━━━ Supplied data

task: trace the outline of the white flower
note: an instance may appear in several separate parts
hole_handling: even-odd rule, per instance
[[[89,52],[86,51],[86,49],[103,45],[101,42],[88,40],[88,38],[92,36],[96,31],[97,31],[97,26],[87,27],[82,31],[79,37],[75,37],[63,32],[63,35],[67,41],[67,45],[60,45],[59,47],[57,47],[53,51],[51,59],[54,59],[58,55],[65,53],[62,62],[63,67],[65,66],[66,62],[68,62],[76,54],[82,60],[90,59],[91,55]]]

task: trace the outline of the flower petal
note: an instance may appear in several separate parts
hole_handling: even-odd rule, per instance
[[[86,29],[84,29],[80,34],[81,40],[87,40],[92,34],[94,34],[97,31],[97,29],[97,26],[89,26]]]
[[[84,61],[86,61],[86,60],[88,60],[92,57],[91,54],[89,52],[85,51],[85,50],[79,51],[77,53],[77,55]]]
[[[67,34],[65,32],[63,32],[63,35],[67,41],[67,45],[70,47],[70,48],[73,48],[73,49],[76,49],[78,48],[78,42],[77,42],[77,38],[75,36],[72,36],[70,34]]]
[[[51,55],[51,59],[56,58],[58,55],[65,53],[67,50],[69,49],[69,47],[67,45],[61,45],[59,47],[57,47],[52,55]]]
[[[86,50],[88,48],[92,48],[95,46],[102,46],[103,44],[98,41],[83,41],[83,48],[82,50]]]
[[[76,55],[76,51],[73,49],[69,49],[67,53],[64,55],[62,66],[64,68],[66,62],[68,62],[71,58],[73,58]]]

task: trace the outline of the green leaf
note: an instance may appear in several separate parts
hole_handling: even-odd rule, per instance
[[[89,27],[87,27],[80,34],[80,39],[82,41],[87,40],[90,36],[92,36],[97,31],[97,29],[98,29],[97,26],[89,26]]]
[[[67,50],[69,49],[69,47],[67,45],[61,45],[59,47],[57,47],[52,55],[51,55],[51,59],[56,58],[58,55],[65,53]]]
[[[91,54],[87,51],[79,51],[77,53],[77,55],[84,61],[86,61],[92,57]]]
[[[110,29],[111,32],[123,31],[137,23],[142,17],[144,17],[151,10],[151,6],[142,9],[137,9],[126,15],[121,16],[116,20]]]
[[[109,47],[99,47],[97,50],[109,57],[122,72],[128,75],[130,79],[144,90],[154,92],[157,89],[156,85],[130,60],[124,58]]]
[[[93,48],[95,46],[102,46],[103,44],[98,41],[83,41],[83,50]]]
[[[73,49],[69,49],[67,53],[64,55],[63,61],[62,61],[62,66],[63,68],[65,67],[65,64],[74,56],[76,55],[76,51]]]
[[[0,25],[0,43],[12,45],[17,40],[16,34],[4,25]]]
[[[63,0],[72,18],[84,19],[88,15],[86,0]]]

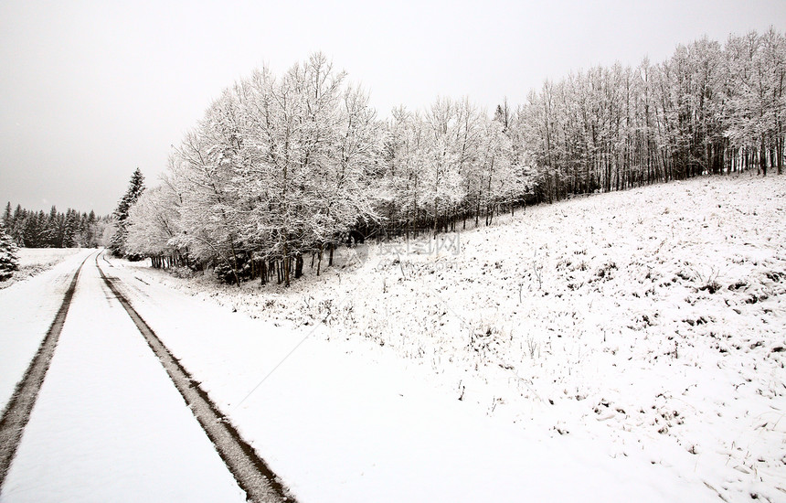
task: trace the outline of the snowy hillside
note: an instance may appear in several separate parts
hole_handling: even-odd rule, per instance
[[[444,396],[555,443],[726,500],[786,498],[786,178],[577,198],[441,239],[345,250],[289,289],[135,273],[418,362]]]
[[[40,274],[81,251],[80,248],[19,248],[19,270],[9,280],[0,282],[0,289]]]

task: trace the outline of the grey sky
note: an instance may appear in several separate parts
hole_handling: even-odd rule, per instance
[[[467,95],[523,102],[547,78],[668,57],[703,35],[786,27],[783,0],[0,3],[0,203],[111,212],[154,185],[221,90],[315,50],[380,117]]]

━━━━━━

Request: Rewrite all of the data above with "trace" changed to "draw" and everything else left as is. Leave out the pictures.

Correct output:
task: draw the outline of the white flower
note: an instance may appear in several separate parts
hole_handling: even-odd rule, per instance
[[[89,52],[86,51],[86,49],[103,45],[101,42],[88,40],[88,38],[92,36],[96,31],[97,31],[97,26],[87,27],[82,31],[79,37],[75,37],[63,32],[63,35],[67,41],[67,45],[60,45],[59,47],[57,47],[53,51],[51,59],[54,59],[58,55],[65,53],[62,62],[63,67],[65,66],[66,62],[68,62],[76,54],[82,60],[90,59],[91,55]]]

task: draw the outline of the flower petal
note: an instance may appear in several separate parts
hole_handling: even-odd rule, per instance
[[[86,29],[84,29],[80,34],[81,40],[87,40],[92,34],[94,34],[97,31],[97,29],[97,26],[89,26]]]
[[[84,61],[86,61],[86,60],[88,60],[92,57],[91,54],[89,52],[85,51],[85,50],[79,51],[77,53],[77,55]]]
[[[67,34],[65,32],[63,32],[63,35],[67,41],[67,45],[70,47],[70,48],[73,48],[73,49],[76,49],[78,48],[78,42],[77,42],[77,38],[75,36],[72,36],[70,34]]]
[[[51,55],[51,59],[56,58],[58,55],[65,53],[67,50],[69,49],[69,47],[67,45],[61,45],[59,47],[57,47],[52,55]]]
[[[86,50],[88,48],[92,48],[95,46],[102,46],[103,44],[98,41],[83,41],[83,48],[82,50]]]
[[[76,55],[76,51],[73,49],[69,49],[67,53],[64,55],[62,66],[64,68],[66,62],[68,62],[71,58],[73,58]]]

task: draw the outline of the green leaf
note: an instance may appear in several separate parts
hole_handling: even-odd rule, per instance
[[[89,27],[87,27],[80,34],[80,39],[82,41],[87,40],[90,36],[92,36],[97,31],[97,29],[98,29],[97,26],[89,26]]]
[[[67,50],[69,49],[69,47],[67,45],[61,45],[59,47],[57,47],[52,55],[51,55],[51,59],[56,58],[58,55],[65,53]]]
[[[91,54],[87,51],[79,51],[77,53],[77,55],[84,61],[86,61],[92,57]]]
[[[110,29],[111,32],[123,31],[137,23],[142,17],[144,17],[151,10],[151,6],[142,9],[137,9],[126,15],[121,16],[116,20]]]
[[[109,47],[99,47],[97,50],[109,57],[122,72],[128,75],[130,79],[144,90],[154,92],[157,89],[156,85],[130,60],[124,58]]]
[[[93,48],[95,46],[102,46],[103,44],[98,41],[83,41],[83,50]]]
[[[73,49],[69,49],[67,53],[64,55],[63,61],[62,61],[62,66],[63,68],[65,67],[65,64],[74,56],[76,55],[76,51]]]
[[[0,25],[0,43],[12,45],[17,40],[16,34],[4,25]]]
[[[63,0],[72,18],[84,19],[88,15],[86,0]]]

task: draw the outline of the snowy hillside
note: an instance may appear in several separate parts
hole_handling: even-odd rule, per instance
[[[444,396],[555,443],[726,500],[786,498],[786,178],[577,198],[441,239],[345,250],[289,289],[135,273],[418,362]]]
[[[40,274],[81,251],[80,248],[19,248],[19,270],[9,280],[0,282],[0,289]]]

task: draw the outline of the grey sky
note: an instance may appear in several separate parts
hole_handling: even-odd rule, per instance
[[[467,95],[523,102],[547,78],[668,57],[703,35],[786,27],[783,0],[0,3],[0,203],[111,212],[154,185],[221,90],[315,50],[380,117]]]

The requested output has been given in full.